## Text provided
####

D.H. Tracy’s debut volume, winner of The New Criterion Poetry Prize, marks a major event in contemporary poetry. Janet’s Cottage collects the richly textured, highly musical poems that have become Tracy’s hallmark in America’s finest literary journals, including Poetry, The American Poetry Review, The Yale Review, and elsewhere. Tracy brings buoyant wit and piercing intelligence to a range of poetic subjects, both intimate and domestic (“Janet’s Cottage”) and exotic and far-flung (“Impressions of the Tribeless”).

Whether he is riffing on a string of clichés, making worn-out phrases shine again, or spinning out a deft conceit that even John Donne himself would have admired, Tracy never fails to surprise and delight. What strikes the reader most about Tracy’s work is the sheer abundance of his imagination. The unique vision of the world that he conveys in poem after poem dazzles at first and is sure to stay with readers long after. “These remarkable poems with their vivid phrasing and startling imagery may “rustle a while/in forever’s hourglass,” as D. H. Tracy puts it. I suspect that they will rustle a lot longer in that captious glass. There seems to be no form or mode of which this poet does not possess a sure mastery. There are reflective elegies which demonstrate his enviable command of the long loping melodious line. But there are also equally impressive quatrains, tightly woven, brilliantly rhymed, which are somehow (I don’t know quite how he does it) alive and fresh; they breathe in their bonds. Many of the poems display a wacky sense of humour, almost surrealistic in effect; these abound with the “willowy and skittish spirits” the poet appears to be on perilously familiar terms with. Grave poems, splendidly cadenced, alternate with mischievous ditties—almost but not quite “light verse,” thanks to the sly sense of a vague menace which runs through them. At the same time, these are exploratory poems in which unexpected landscapes flicker forth and a strangely transformed geography reveals its hidden contours. This is a magical collection of poetry, at once magisterial and sprightly. Each poem from first to last comes with all the elation of sudden discovery.” – Eric Ormsby

CLUTCH

Something like a clutch, the two of us
communicate the will to one another
to move, and as one turns the other must,
in contact with his mate, turn with her,
unless the pedal disengages them
and leaves them both to whine alone in air
without a way to know the other’s aim
or use their specious freedom from the pair.

If you protest my model of us makes
one the driving, one the driven, giving
one pride of place, recall life engine-brakes
as often as it climbs, and has us revving
loudest in our worst deceleration,
when on the half that had been blithe about us
is borne a little care with each gyration
to moderate our tumbling apparatus.

So they function best who come to grips,
and travel farthest fastest who beware
the mismatch of intention in the slips
that leave their coupling that much worse for wear;
let us therefore use our hard-won touch
to ride but not to ride it, me and you
pressing close together inasmuch
as is in us to be coming through.

D.H. Tracy’s poems and literary reviews have appeared in American Poetry Review, Poetry, The Yale Review, The New York Times Book Review, Literary Imagination, The Iowa Review, TriQuarterly, Prairie Schooner, and Contemporary Poetry Review. He is the winner of the Intense Magazine Poetry Prize and served as editor of the Poetry Foundations online archive.

####

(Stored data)
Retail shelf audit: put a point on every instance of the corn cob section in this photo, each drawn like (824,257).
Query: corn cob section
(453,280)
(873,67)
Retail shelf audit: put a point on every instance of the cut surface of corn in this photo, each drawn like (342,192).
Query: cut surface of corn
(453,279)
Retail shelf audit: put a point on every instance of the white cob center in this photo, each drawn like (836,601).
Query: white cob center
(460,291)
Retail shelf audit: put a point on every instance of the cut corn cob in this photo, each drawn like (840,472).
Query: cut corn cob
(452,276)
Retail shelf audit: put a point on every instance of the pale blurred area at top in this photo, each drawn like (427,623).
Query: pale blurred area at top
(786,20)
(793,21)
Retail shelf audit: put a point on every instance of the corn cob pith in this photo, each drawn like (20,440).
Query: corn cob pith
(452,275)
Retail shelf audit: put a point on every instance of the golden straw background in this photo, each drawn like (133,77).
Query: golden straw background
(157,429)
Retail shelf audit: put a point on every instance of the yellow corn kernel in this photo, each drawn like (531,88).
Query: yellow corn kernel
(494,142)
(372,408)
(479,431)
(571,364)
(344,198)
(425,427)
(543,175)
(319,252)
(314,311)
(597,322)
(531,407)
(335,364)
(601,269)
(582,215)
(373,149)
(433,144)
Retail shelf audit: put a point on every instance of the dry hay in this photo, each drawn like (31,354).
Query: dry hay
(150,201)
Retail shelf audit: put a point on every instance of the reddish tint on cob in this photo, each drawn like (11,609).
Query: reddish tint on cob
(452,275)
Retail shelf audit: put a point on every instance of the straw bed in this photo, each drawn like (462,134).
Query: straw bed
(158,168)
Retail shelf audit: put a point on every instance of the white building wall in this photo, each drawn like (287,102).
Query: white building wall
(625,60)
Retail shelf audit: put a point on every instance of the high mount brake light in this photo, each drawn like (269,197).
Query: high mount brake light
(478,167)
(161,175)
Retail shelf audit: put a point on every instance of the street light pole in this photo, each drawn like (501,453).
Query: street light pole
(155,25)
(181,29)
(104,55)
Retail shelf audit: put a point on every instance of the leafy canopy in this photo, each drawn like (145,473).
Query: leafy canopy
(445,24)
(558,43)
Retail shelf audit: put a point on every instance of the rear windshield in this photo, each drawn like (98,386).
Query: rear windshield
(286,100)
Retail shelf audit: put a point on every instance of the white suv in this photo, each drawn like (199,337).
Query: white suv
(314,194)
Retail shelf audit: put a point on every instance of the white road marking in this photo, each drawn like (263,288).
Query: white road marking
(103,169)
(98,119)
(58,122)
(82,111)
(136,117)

####

Reproduce the passage on the collection Janet's Cottage word for word, beginning at the words "D.H. Tracy’s poems" and stopping after the words "Foundations online archive.".

## Final result
D.H. Tracy’s poems and literary reviews have appeared in American Poetry Review, Poetry, The Yale Review, The New York Times Book Review, Literary Imagination, The Iowa Review, TriQuarterly, Prairie Schooner, and Contemporary Poetry Review. He is the winner of the Intense Magazine Poetry Prize and served as editor of the Poetry Foundations online archive.